PAGE:
#####

La taxe, qui était prélevée directement sur le chiffre d’affaires des industries concernées, finançait directement la FII. Cette dernière défendait par exemple une adhésion rapide de l’Islande à l’Union européenne. Par conséquent, le requérant arguait d’une violation de la liberté d’association, prévue par l’article 11 de la Convention européenne des droits de l’homme (CEDH), mais également de sa liberté de conscience, protégée par l’article 9 de la CEDH, car il était personnellement opposé à l’adhésion de l’Islande à l’Union européenne.
La jurisprudence de la Cour a admis que la liberté d’association emportait également pour les citoyens la liberté « négative » de ne pas adhérer à une association (v. CEDH 13 août 1981). Le gouvernement islandais faisait valoir que le fait de verser une taxe finançant un groupement d’intérêts économiques ne revenait pas à adhérer à une association. La Cour refuse cet argument, en constatant que l’intégralité des ressources de l’organisation provenait de la taxe perçue par cette dernière, et que cela suffisait à caractériser l’adhésion à une association (§48). Il existait donc bien une intervention de l’État islandais dans la liberté politique que représente la liberté d’association.
De manière classique, la Cour s’est alors penchée sur les justifications apportées par le gouvernement à cette interférence, en trois temps qui sont autant de conditions cumulatives exigées par les juges pour déroger au texte de la CEDH.
1. L’interférence devait être prévue par la loi ;
2. Elle devait poursuivre un but légitime ;
3. Elle devait être nécessaire dans une société démocratique.

#####

CONSIGNE ÉCRITE A:
Selon la page, quel article de la CEDH protège la liberté de conscience ?
Les lignes qui suivent n'ont aucun lien avec la page.

#####

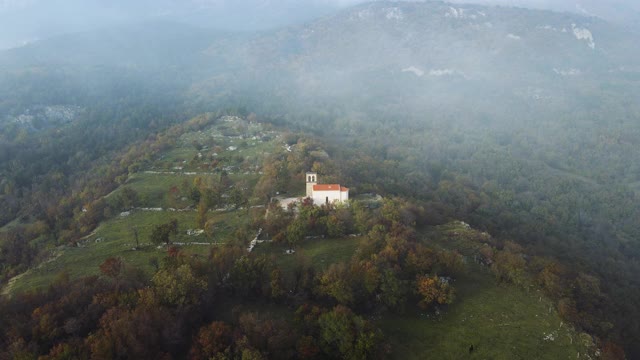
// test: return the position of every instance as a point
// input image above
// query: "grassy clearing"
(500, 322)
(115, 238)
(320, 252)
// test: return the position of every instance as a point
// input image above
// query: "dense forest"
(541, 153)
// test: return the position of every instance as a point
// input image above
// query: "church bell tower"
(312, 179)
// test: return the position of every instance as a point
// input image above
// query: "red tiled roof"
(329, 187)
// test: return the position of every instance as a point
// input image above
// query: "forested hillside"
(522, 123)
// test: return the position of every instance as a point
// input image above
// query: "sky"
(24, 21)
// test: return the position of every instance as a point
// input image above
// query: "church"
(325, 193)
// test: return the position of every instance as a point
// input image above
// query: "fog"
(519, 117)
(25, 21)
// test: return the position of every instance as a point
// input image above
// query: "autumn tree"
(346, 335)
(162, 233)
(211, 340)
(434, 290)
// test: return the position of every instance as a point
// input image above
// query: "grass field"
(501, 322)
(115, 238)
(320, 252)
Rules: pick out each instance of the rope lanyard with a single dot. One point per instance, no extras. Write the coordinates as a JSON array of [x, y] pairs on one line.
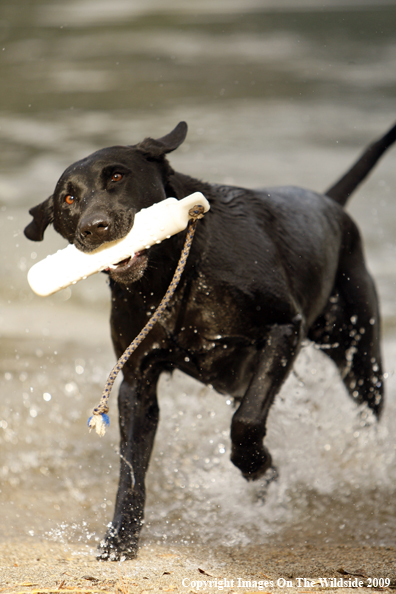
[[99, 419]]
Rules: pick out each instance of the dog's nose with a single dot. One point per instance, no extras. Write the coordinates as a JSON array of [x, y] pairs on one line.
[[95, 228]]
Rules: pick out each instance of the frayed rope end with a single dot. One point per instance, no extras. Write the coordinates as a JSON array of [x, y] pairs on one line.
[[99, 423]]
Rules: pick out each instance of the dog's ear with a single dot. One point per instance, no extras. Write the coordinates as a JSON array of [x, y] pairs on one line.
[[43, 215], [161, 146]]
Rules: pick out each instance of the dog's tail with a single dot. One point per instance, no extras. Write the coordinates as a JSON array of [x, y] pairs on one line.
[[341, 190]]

#####

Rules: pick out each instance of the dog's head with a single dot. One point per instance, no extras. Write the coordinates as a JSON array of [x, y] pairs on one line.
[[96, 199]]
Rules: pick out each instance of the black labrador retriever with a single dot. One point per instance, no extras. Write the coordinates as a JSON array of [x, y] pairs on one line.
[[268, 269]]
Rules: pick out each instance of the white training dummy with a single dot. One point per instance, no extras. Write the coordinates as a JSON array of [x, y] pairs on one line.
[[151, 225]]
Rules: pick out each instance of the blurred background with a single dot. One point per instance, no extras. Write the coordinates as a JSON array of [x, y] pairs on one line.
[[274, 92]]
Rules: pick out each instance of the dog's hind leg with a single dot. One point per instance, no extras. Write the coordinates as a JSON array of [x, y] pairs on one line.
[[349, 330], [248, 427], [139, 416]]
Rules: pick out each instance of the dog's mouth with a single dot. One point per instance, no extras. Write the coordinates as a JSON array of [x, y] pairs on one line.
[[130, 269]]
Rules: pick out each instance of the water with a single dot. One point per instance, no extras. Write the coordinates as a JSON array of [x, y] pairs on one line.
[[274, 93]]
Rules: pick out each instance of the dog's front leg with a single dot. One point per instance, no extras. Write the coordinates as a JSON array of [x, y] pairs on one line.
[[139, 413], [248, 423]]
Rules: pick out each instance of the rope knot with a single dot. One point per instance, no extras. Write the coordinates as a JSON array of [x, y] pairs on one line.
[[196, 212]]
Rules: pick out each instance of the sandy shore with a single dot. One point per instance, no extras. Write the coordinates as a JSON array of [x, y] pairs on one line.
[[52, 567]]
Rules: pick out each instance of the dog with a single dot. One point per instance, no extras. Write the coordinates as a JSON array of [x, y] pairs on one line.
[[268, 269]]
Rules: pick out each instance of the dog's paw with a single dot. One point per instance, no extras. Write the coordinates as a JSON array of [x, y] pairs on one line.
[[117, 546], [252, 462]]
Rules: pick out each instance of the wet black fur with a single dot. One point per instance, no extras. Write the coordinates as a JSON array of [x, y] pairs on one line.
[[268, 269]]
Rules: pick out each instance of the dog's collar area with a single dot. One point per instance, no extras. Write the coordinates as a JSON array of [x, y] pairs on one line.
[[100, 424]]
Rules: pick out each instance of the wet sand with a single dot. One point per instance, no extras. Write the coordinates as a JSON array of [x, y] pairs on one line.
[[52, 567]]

#####

CONSIGNE ÉCRITE B:
Comptez les lignes ci-dessus qui contiennent le mot « black » et donnez uniquement ce nombre.

RÉPONSE A:
L'article 9 de la CEDH.

RÉPONSE B:
2